╔══

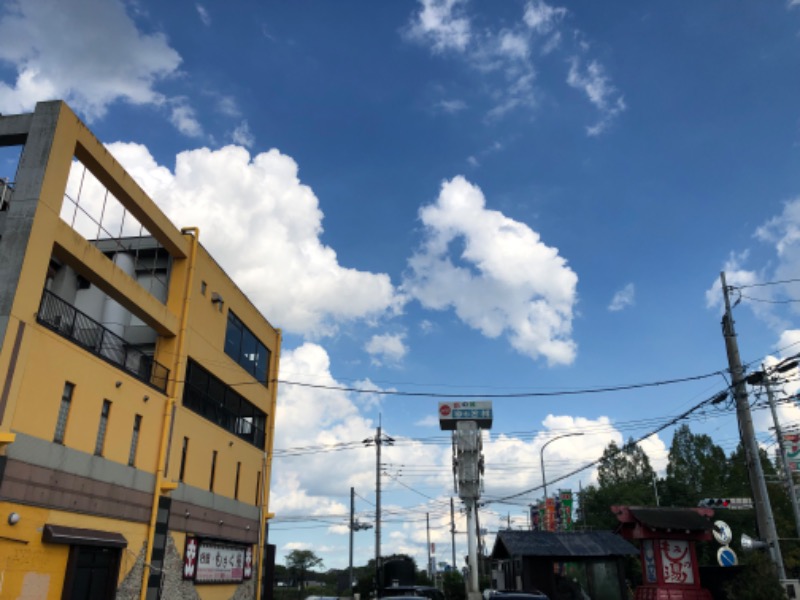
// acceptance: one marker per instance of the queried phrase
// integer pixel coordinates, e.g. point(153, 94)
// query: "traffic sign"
point(727, 557)
point(450, 413)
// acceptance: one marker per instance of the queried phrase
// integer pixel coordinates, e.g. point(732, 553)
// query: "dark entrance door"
point(91, 573)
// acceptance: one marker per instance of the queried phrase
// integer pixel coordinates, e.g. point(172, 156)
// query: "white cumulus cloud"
point(263, 225)
point(623, 298)
point(439, 23)
point(505, 279)
point(387, 348)
point(594, 82)
point(74, 53)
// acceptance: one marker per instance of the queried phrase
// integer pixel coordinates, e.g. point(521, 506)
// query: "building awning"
point(563, 545)
point(59, 534)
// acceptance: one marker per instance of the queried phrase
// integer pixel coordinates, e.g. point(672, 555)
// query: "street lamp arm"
point(541, 456)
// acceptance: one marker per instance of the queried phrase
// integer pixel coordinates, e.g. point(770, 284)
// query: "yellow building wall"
point(51, 361)
point(29, 568)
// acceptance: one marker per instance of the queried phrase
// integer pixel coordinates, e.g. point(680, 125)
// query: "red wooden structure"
point(666, 539)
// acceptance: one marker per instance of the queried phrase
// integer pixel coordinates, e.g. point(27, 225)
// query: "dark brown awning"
point(59, 534)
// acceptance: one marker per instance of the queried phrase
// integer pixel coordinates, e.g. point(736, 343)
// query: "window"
point(137, 425)
point(236, 485)
point(101, 430)
point(184, 452)
point(213, 471)
point(211, 398)
point(63, 412)
point(246, 349)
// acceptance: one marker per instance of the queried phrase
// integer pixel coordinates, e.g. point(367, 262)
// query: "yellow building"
point(137, 388)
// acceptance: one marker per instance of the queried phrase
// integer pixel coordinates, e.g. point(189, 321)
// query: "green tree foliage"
point(757, 582)
point(697, 468)
point(625, 476)
point(300, 562)
point(453, 586)
point(624, 466)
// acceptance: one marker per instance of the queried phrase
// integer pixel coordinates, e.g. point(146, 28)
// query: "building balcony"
point(61, 317)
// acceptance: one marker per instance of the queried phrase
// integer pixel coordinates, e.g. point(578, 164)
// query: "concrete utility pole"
point(379, 440)
point(428, 530)
point(352, 528)
point(764, 517)
point(779, 435)
point(468, 442)
point(453, 529)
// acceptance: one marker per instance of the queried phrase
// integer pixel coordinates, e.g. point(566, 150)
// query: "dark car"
point(513, 595)
point(413, 590)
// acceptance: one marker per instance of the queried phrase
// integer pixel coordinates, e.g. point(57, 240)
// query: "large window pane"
point(223, 406)
point(246, 349)
point(249, 352)
point(233, 337)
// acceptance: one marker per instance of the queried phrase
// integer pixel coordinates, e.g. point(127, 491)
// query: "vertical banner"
point(676, 561)
point(566, 510)
point(649, 566)
point(550, 514)
point(535, 524)
point(791, 449)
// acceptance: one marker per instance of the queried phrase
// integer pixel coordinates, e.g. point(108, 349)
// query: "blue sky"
point(458, 197)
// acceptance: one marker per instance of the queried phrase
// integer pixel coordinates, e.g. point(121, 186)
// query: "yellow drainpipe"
point(161, 485)
point(265, 515)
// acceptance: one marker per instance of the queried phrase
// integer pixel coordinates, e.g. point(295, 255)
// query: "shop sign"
point(212, 561)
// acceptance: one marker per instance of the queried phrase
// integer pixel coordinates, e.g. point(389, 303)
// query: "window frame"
point(246, 349)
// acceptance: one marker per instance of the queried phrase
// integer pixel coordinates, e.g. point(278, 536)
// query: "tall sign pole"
point(764, 518)
point(787, 469)
point(465, 420)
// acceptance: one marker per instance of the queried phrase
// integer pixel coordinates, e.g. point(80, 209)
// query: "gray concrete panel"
point(41, 127)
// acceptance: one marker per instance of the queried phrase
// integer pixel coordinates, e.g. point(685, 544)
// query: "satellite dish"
point(749, 543)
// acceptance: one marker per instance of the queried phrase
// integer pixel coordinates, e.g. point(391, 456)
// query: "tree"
point(697, 469)
point(624, 476)
point(299, 562)
point(625, 465)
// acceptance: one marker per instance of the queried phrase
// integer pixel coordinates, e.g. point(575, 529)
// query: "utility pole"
point(379, 440)
point(764, 517)
point(352, 527)
point(453, 530)
point(779, 435)
point(428, 530)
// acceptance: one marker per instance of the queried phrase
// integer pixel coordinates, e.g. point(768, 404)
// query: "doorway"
point(92, 573)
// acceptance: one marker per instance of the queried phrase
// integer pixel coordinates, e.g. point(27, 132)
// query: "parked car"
point(416, 591)
point(515, 595)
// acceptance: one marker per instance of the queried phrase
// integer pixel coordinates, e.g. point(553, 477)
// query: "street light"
point(541, 456)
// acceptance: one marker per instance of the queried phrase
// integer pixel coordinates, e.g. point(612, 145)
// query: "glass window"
point(246, 349)
point(223, 406)
point(63, 412)
point(137, 425)
point(101, 430)
point(184, 454)
point(213, 471)
point(233, 337)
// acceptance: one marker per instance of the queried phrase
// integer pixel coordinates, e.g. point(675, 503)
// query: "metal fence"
point(66, 320)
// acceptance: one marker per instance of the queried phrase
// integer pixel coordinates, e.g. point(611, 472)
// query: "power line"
point(597, 390)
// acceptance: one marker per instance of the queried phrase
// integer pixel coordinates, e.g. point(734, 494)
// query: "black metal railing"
point(66, 320)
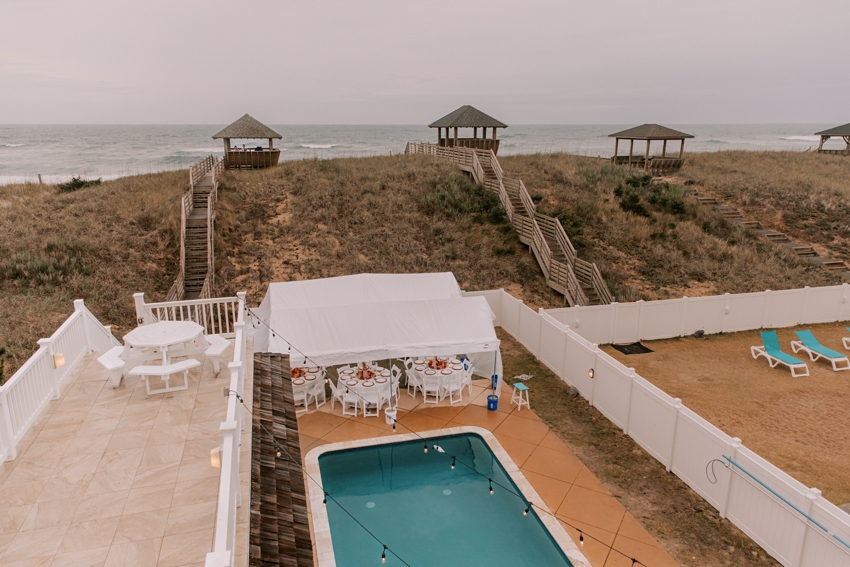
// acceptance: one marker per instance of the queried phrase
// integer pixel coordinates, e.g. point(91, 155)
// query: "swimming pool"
point(427, 512)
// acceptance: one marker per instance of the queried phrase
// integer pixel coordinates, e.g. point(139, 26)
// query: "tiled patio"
point(114, 477)
point(564, 483)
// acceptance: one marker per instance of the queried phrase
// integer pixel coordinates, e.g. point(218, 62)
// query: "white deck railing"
point(28, 391)
point(217, 315)
point(788, 519)
point(229, 492)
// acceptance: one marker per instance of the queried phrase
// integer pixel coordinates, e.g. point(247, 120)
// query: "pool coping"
point(319, 516)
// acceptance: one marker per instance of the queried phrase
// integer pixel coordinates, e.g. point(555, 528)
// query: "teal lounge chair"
point(775, 356)
point(811, 346)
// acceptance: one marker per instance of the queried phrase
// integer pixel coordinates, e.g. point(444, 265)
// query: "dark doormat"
point(634, 348)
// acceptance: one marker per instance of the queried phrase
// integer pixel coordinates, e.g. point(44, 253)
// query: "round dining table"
point(164, 335)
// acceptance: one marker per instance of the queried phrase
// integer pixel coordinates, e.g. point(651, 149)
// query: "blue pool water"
point(427, 513)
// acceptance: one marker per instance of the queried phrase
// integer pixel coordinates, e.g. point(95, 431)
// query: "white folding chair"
point(433, 386)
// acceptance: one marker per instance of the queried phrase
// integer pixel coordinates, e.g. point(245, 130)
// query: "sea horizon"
point(58, 152)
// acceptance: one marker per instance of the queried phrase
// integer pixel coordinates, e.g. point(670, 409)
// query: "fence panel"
point(611, 389)
point(579, 358)
point(652, 419)
point(529, 329)
point(744, 311)
point(823, 303)
point(765, 518)
point(784, 308)
point(552, 344)
point(661, 319)
point(696, 443)
point(704, 313)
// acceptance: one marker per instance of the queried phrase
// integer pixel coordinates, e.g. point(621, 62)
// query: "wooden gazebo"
point(656, 165)
point(468, 117)
point(248, 128)
point(837, 132)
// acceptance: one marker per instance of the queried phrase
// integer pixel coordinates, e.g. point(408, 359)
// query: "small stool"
point(517, 396)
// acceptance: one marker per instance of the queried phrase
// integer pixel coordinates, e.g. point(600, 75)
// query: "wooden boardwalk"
point(578, 280)
point(197, 259)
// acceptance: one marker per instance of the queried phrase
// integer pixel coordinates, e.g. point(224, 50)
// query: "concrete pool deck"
point(565, 485)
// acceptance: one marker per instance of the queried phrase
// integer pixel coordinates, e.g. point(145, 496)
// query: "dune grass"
point(651, 239)
point(101, 243)
point(804, 194)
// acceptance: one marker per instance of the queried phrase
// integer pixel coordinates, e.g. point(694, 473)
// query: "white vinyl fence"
point(28, 391)
point(650, 320)
point(229, 492)
point(789, 520)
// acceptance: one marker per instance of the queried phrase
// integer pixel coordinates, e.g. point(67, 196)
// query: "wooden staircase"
point(578, 280)
point(780, 238)
point(197, 266)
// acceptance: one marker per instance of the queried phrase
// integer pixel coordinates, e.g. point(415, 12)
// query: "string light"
point(591, 374)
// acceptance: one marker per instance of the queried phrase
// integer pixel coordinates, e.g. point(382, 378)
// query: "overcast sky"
point(406, 62)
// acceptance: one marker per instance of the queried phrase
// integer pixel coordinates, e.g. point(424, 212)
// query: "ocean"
point(58, 152)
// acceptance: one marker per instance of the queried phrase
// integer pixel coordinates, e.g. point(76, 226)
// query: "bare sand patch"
point(801, 425)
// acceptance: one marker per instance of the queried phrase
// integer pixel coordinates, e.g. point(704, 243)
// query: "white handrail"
point(229, 491)
point(30, 389)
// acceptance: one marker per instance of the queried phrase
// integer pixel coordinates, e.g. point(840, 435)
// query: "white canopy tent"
point(368, 317)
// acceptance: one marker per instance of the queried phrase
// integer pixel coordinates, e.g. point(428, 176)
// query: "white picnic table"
point(165, 335)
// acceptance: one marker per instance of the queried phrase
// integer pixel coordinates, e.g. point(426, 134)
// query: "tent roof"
point(362, 288)
point(837, 131)
point(373, 317)
point(651, 132)
point(467, 117)
point(247, 127)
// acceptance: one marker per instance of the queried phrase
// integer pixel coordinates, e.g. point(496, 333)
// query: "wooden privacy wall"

╚══

= What is needed =
Please recast the material as a Markdown table with columns Row and Line, starting at the beginning of the material and going on through the line with "point(91, 573)", that line included. Leave out blank lines and pictures, and add nothing past that line.

= The reply =
| Row | Line |
|---|---|
| 1 | // acceptance: one marker per instance of the queried phrase |
| 2 | // integer pixel coordinates, e.g. point(153, 94) |
| 3 | // query: "traffic sign" |
| 4 | point(727, 557) |
| 5 | point(450, 413) |
| 6 | // acceptance: one marker per instance of the queried phrase |
| 7 | // integer pixel coordinates, e.g. point(732, 553) |
| 8 | // query: "dark entrance door" |
| 9 | point(91, 573) |